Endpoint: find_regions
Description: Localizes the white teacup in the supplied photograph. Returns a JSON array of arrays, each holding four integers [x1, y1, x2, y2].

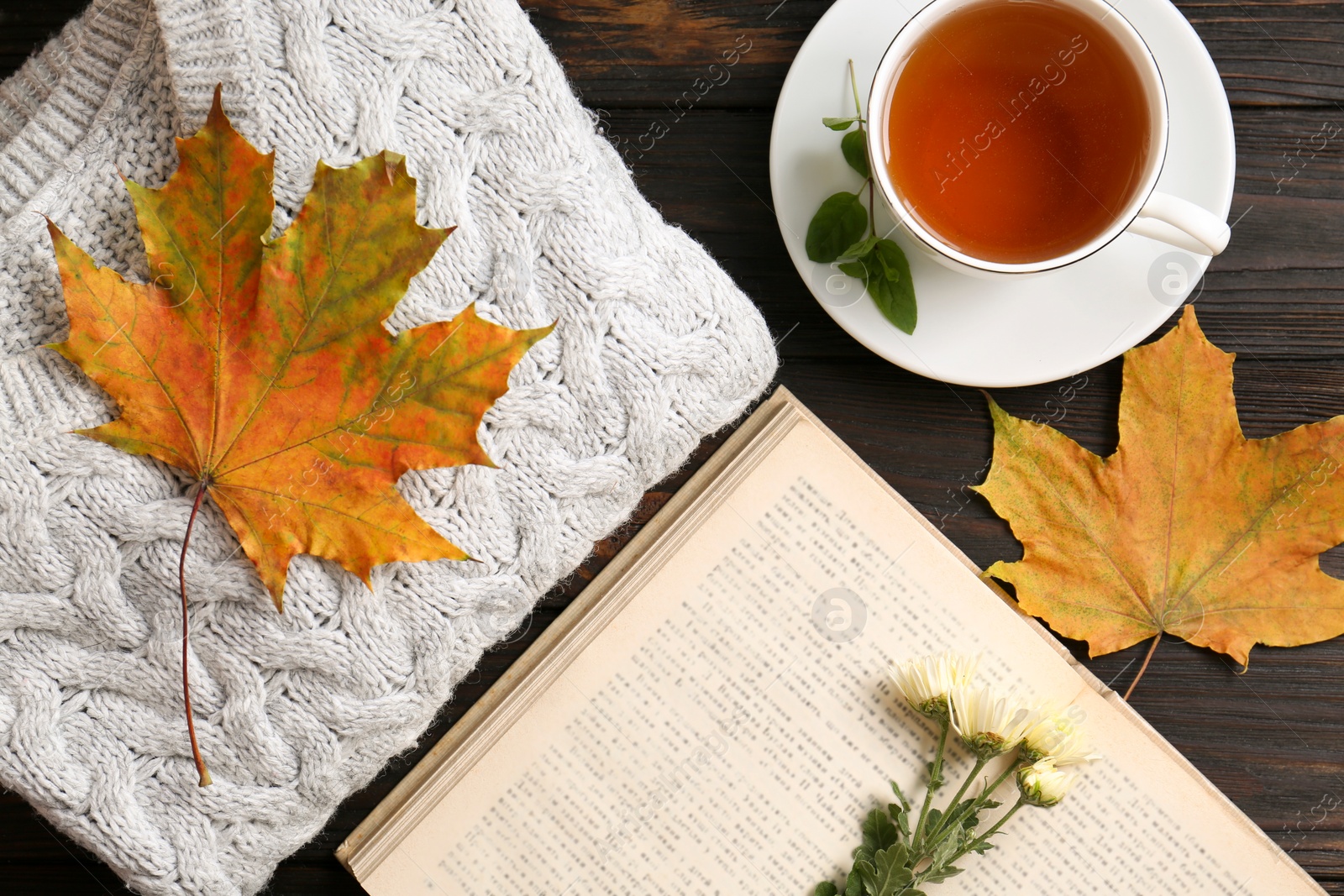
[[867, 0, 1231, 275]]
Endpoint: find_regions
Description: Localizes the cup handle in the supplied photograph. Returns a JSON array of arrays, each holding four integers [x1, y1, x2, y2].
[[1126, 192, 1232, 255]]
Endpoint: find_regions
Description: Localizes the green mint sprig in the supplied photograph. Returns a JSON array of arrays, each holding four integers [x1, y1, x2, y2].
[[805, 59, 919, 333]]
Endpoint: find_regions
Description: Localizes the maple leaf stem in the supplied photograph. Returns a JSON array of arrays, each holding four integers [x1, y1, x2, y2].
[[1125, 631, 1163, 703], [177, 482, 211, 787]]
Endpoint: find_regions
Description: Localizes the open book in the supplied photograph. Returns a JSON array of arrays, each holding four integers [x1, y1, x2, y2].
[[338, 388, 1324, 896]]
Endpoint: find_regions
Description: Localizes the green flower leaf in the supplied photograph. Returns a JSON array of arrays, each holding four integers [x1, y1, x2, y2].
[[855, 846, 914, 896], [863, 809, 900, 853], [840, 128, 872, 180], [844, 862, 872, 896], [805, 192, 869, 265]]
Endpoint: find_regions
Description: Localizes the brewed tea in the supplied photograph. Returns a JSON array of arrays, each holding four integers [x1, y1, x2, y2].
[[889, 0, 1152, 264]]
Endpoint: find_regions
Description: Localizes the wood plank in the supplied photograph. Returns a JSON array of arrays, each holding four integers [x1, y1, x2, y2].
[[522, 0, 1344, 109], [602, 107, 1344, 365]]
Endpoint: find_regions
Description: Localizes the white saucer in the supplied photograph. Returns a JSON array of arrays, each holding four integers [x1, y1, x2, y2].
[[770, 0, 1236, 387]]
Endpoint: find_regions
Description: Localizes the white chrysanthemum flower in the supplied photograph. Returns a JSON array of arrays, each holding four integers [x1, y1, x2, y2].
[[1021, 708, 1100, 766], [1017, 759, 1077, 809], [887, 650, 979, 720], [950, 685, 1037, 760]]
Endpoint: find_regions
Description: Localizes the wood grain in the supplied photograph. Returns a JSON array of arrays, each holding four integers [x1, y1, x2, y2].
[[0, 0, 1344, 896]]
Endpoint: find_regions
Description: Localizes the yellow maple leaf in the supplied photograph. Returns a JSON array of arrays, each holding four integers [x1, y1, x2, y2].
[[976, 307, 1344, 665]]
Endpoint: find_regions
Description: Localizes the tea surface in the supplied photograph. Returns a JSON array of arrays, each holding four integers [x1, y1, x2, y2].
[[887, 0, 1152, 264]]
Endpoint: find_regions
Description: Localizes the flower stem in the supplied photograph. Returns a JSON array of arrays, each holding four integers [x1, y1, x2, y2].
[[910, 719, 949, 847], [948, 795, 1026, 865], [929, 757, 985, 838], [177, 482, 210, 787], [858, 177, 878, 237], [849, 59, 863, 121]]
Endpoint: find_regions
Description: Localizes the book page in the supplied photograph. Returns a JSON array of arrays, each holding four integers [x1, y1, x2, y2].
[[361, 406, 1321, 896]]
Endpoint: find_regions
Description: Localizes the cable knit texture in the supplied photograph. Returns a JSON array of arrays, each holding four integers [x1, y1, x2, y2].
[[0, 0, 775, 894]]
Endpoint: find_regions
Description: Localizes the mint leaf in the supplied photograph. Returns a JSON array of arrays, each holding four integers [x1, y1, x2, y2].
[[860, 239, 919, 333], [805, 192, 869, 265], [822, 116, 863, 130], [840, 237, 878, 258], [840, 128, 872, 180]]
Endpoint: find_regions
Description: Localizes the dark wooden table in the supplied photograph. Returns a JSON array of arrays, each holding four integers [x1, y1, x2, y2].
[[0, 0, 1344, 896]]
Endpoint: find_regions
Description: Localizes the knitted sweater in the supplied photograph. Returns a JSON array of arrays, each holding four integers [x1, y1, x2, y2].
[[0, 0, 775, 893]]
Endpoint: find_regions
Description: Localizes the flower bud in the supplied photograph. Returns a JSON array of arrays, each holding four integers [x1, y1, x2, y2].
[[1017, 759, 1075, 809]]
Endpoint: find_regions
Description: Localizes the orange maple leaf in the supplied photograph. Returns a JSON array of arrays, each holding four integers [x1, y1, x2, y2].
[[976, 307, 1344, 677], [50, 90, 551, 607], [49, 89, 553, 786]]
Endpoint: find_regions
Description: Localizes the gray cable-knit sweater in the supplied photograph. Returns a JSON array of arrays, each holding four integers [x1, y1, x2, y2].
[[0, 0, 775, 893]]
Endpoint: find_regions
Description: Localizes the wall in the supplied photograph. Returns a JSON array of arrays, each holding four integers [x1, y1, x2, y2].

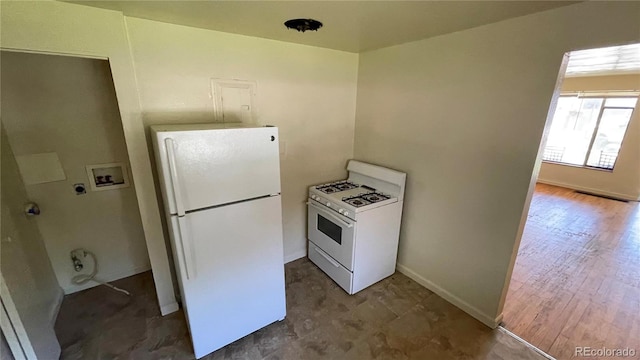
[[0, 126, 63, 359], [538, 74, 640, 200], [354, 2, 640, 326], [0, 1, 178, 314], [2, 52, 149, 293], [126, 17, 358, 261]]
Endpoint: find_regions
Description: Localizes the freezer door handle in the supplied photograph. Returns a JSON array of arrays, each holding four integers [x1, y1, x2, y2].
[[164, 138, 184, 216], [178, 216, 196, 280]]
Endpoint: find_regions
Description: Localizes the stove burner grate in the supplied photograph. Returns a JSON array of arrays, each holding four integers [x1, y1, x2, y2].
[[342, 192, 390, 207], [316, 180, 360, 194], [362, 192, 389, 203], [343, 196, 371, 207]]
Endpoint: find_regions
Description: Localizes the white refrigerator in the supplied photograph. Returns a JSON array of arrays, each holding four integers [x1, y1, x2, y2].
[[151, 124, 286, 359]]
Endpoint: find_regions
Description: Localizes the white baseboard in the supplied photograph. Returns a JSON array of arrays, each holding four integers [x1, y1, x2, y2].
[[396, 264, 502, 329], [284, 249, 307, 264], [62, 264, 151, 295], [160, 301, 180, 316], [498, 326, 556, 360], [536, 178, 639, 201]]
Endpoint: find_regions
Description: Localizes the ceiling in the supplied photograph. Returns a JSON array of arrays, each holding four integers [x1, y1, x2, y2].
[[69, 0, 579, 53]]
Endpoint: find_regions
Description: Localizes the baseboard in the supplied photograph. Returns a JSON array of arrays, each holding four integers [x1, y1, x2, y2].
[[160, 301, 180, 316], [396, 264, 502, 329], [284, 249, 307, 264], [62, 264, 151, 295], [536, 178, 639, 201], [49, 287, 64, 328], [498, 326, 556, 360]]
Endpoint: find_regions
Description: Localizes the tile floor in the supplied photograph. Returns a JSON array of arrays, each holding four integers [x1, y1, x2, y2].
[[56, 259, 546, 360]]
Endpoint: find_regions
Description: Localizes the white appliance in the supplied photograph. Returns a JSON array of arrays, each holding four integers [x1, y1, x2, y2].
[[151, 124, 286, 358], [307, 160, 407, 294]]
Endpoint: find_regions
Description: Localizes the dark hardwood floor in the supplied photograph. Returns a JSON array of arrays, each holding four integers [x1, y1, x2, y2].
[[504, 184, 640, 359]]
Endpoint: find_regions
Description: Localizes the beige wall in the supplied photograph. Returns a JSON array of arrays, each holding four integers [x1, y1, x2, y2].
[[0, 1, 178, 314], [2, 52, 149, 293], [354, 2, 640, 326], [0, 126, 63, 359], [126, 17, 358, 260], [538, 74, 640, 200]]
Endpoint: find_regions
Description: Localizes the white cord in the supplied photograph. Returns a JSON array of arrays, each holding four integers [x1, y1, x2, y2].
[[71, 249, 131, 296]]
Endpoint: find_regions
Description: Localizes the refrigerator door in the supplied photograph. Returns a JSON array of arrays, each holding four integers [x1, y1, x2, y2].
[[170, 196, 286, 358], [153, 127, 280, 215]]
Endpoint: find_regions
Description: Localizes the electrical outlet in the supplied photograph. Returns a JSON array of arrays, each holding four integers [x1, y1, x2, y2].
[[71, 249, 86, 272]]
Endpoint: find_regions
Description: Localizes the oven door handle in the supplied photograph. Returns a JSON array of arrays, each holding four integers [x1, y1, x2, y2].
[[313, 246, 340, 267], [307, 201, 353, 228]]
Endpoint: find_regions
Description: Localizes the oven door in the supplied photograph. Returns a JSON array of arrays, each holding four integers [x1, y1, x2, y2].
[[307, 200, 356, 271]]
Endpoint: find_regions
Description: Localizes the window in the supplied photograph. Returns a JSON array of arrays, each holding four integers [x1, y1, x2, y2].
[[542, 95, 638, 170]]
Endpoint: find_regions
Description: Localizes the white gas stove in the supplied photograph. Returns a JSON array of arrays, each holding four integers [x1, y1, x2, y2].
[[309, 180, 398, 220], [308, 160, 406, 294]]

◆ Required work
Rewrite the lines from the very first one up to and including the line with "[[1126, 192, 1232, 255]]", changing "supplied photograph" to "given image" and keeping everything else the same. Leave the pictures out of your answer.

◆ Reply to the exercise
Endpoint: find_regions
Description: Localizes the white teacup in the given image. Returns a JSON array of arrays, each holding four integers [x1, y1, x2, y2].

[[867, 0, 1231, 275]]
Endpoint: find_regions
Description: Localizes the cup handle in the given image. Returns a JSON array of arrays, each holding four integers [x1, y1, x2, y2].
[[1126, 192, 1232, 255]]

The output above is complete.